Point localization data
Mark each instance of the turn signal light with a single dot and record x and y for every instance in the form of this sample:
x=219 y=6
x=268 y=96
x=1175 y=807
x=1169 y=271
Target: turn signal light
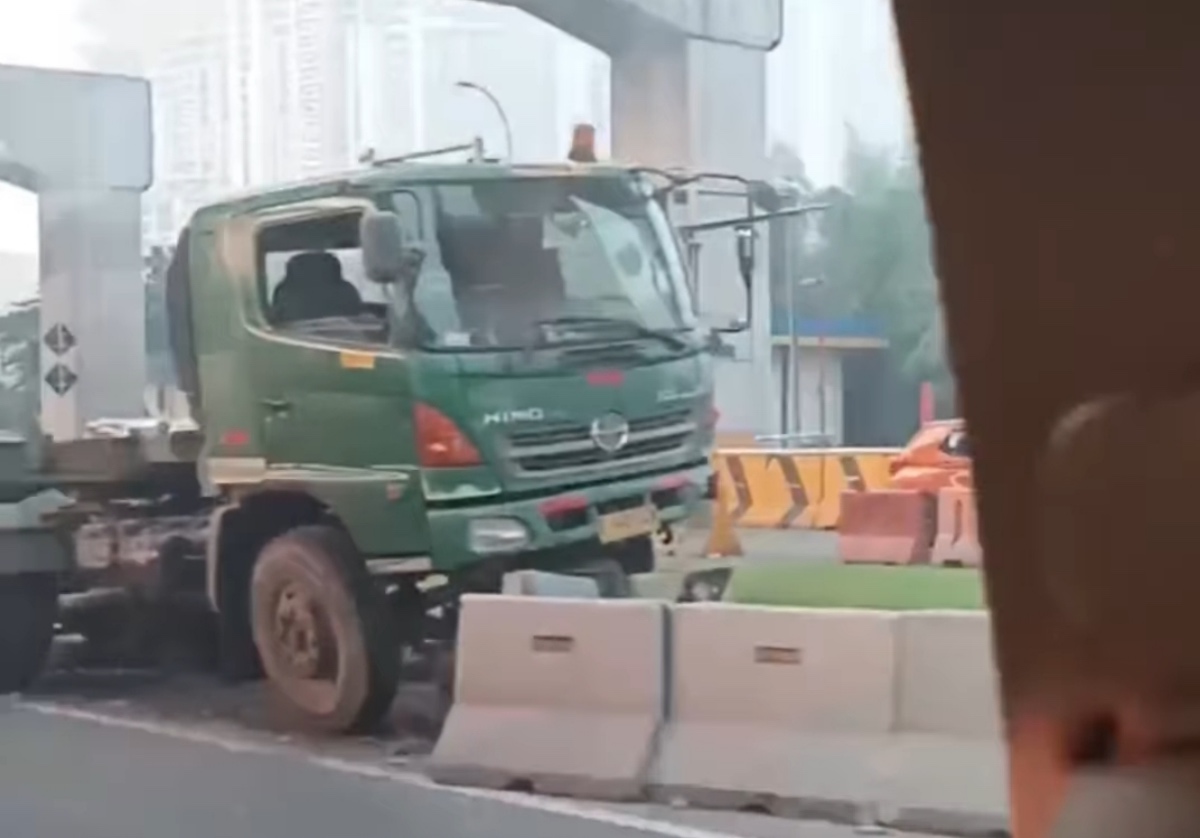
x=439 y=442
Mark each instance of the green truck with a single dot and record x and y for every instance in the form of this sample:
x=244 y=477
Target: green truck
x=403 y=383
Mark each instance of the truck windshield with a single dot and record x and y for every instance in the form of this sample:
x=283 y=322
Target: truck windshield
x=513 y=263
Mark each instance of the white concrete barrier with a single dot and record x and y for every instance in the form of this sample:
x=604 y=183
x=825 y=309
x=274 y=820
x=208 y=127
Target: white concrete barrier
x=947 y=682
x=777 y=708
x=540 y=584
x=555 y=695
x=947 y=766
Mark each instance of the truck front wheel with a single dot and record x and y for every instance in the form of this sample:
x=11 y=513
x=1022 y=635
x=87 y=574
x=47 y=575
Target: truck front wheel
x=28 y=611
x=323 y=632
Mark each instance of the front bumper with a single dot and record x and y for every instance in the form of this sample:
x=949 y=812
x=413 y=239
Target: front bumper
x=559 y=522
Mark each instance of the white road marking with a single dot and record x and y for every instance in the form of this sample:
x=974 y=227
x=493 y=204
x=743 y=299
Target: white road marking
x=231 y=743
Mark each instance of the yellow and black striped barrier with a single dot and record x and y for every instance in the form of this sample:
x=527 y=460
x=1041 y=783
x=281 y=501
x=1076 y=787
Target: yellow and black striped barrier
x=797 y=490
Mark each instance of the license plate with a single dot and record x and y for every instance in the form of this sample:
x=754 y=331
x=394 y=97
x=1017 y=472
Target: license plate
x=627 y=524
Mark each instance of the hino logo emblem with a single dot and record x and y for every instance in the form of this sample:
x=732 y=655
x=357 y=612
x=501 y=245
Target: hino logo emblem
x=610 y=432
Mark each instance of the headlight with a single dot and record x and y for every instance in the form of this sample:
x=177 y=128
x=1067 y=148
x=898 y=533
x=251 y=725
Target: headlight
x=496 y=536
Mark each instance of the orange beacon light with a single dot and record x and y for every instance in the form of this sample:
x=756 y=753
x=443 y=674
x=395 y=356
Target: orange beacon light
x=583 y=144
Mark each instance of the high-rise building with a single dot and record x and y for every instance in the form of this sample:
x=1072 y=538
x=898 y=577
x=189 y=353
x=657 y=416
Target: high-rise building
x=837 y=69
x=255 y=91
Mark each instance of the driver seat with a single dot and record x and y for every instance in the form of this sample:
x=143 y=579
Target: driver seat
x=313 y=287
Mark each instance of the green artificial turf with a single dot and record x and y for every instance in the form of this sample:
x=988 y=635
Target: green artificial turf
x=862 y=586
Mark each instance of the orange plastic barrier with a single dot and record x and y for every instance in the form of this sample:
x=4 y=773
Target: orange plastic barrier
x=957 y=540
x=886 y=527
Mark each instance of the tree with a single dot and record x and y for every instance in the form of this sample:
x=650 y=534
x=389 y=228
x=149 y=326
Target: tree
x=875 y=261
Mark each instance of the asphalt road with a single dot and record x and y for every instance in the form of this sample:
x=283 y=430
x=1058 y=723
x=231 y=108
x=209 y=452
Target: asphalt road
x=77 y=773
x=762 y=546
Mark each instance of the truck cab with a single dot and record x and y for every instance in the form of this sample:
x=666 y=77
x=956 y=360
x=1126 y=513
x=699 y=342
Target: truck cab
x=513 y=373
x=415 y=378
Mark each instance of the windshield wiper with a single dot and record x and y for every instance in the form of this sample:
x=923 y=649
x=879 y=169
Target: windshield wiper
x=669 y=337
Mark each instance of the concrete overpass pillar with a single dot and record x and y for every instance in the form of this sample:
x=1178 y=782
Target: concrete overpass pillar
x=689 y=90
x=83 y=143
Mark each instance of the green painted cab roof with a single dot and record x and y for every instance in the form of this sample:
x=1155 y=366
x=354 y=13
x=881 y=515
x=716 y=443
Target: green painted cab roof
x=397 y=175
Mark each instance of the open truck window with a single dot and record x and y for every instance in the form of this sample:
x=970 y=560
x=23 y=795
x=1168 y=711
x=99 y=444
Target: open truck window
x=312 y=283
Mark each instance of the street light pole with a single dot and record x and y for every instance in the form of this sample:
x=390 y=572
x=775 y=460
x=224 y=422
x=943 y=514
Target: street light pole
x=499 y=112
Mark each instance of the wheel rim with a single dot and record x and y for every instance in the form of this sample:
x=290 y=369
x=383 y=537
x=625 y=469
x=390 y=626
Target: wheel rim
x=305 y=648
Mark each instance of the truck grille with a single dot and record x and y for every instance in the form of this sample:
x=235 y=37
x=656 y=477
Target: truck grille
x=569 y=446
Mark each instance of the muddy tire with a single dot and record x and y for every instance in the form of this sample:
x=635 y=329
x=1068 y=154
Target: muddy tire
x=323 y=633
x=28 y=611
x=635 y=556
x=610 y=576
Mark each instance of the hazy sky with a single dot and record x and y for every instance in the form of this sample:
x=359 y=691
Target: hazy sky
x=41 y=34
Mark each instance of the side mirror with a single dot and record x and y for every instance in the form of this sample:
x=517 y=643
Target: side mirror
x=387 y=257
x=745 y=238
x=765 y=196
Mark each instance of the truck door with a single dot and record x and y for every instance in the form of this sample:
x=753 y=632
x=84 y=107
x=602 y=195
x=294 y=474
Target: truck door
x=334 y=396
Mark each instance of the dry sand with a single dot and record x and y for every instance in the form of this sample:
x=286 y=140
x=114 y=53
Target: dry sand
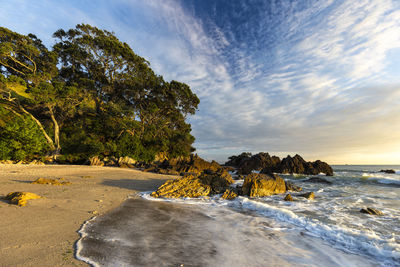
x=44 y=232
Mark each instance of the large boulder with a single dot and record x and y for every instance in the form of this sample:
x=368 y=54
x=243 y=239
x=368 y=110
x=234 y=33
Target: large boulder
x=297 y=164
x=193 y=164
x=371 y=211
x=96 y=161
x=261 y=185
x=207 y=183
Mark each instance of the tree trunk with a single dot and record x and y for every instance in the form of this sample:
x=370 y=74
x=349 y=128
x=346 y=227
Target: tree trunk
x=56 y=132
x=49 y=140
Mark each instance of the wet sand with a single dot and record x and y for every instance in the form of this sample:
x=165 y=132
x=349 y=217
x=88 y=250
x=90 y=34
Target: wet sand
x=45 y=231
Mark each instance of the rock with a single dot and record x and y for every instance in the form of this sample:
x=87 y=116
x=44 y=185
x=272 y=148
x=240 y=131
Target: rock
x=288 y=197
x=126 y=165
x=36 y=162
x=309 y=195
x=209 y=182
x=260 y=185
x=292 y=187
x=257 y=163
x=388 y=171
x=51 y=181
x=318 y=180
x=229 y=195
x=371 y=211
x=168 y=172
x=95 y=161
x=21 y=198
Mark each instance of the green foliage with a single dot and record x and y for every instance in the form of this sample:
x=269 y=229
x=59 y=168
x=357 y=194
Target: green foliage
x=100 y=100
x=19 y=137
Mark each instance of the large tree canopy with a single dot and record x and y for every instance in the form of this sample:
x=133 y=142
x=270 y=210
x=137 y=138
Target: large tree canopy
x=92 y=95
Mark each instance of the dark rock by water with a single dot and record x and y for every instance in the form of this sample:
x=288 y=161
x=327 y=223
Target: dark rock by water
x=318 y=180
x=388 y=171
x=267 y=164
x=371 y=211
x=309 y=195
x=260 y=185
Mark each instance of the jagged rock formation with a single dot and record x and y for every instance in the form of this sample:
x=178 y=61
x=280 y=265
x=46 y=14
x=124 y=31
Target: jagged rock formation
x=260 y=185
x=309 y=195
x=388 y=171
x=229 y=195
x=21 y=198
x=318 y=180
x=51 y=181
x=207 y=183
x=245 y=163
x=292 y=187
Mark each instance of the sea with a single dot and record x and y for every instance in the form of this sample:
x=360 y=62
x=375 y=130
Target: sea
x=327 y=231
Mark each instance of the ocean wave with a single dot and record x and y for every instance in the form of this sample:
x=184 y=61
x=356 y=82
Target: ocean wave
x=387 y=249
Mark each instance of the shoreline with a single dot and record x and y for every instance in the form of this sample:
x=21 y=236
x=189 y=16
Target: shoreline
x=45 y=232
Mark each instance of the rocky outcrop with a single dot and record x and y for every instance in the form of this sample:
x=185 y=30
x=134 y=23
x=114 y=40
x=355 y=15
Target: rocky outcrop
x=260 y=185
x=388 y=171
x=288 y=197
x=51 y=181
x=21 y=198
x=292 y=187
x=236 y=161
x=371 y=211
x=193 y=186
x=95 y=161
x=229 y=195
x=257 y=163
x=309 y=195
x=318 y=180
x=193 y=164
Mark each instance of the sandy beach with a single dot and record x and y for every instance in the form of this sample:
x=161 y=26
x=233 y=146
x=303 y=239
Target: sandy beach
x=45 y=231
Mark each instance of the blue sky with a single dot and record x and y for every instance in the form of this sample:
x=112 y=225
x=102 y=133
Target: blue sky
x=318 y=78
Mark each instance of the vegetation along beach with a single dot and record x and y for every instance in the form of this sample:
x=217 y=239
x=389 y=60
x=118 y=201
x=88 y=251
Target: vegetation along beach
x=200 y=133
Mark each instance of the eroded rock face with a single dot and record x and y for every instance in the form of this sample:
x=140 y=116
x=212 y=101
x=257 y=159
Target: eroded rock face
x=288 y=197
x=229 y=195
x=388 y=171
x=371 y=211
x=51 y=181
x=318 y=180
x=309 y=195
x=261 y=185
x=205 y=184
x=21 y=198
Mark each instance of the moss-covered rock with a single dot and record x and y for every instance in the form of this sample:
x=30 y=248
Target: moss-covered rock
x=205 y=184
x=51 y=181
x=288 y=197
x=261 y=185
x=21 y=198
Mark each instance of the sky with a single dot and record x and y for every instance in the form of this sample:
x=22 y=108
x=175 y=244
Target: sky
x=317 y=78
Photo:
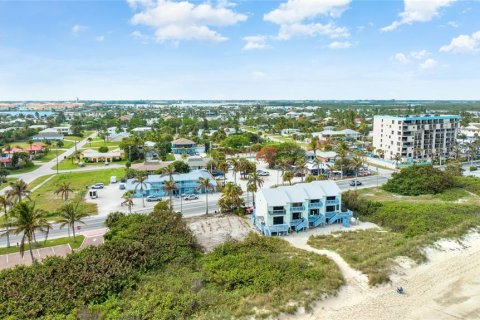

◆ **EXERCISE REQUIREMENTS**
Start with the line above containing "x=1169 y=271" and end with the line containing "x=395 y=356". Set down that stretch exactly, without any pictures.

◆ **RESULT OF THE TASK**
x=1169 y=271
Target: turn signal light
x=439 y=442
Mark each instance of the green truck with a single dot and record x and y for every instance in the form of this sample:
x=244 y=477
Target: green truck
x=403 y=383
Mark each instance of the truck windshield with a single dot and record x and y for every instance in the form of this sample:
x=283 y=322
Target: truck windshield
x=513 y=263
Mark each instance of the white concrete barrier with a single dot and record x and y for every instance in the form of this sample:
x=604 y=183
x=825 y=309
x=274 y=820
x=208 y=127
Target: white concrete barrier
x=947 y=682
x=777 y=708
x=540 y=584
x=555 y=695
x=947 y=766
Mark each instance of the truck front wheel with a single dot and record x and y for every instance in the form of this sample:
x=11 y=513
x=1022 y=635
x=87 y=574
x=47 y=575
Target: truck front wheel
x=28 y=611
x=323 y=632
Mark each instance of the front bumper with a single dot and record x and y for every instance in the form of this sample:
x=949 y=812
x=413 y=239
Target: front bumper
x=559 y=522
Mark each instance of the white road marking with a single dot and record x and y for every instance in the form of this sample:
x=974 y=227
x=493 y=204
x=743 y=299
Target: white road marking
x=231 y=743
Mark each instance of the yellow and black striped barrier with a single dot and record x and y for every instance in the form of this sample:
x=527 y=460
x=1041 y=783
x=281 y=501
x=1076 y=787
Target: yellow and black striped barrier
x=797 y=490
Mark each instance of the license plate with a single dot and record x and y for every instance in the form of this sample:
x=754 y=331
x=394 y=97
x=1017 y=472
Target: license plate
x=627 y=524
Mark each instance of the hino logo emblem with a single dot and record x and y for every instance in the form of this sample:
x=732 y=655
x=357 y=612
x=501 y=245
Target: hino logo emblem
x=610 y=432
Mark each instance of the headlight with a single dot and record x and y for every instance in the form of this sample:
x=177 y=128
x=1067 y=148
x=898 y=533
x=251 y=725
Target: headlight
x=496 y=536
Mark each instance of the orange beacon light with a single dot and record x and y for every instance in the form of this sample:
x=756 y=753
x=443 y=674
x=395 y=356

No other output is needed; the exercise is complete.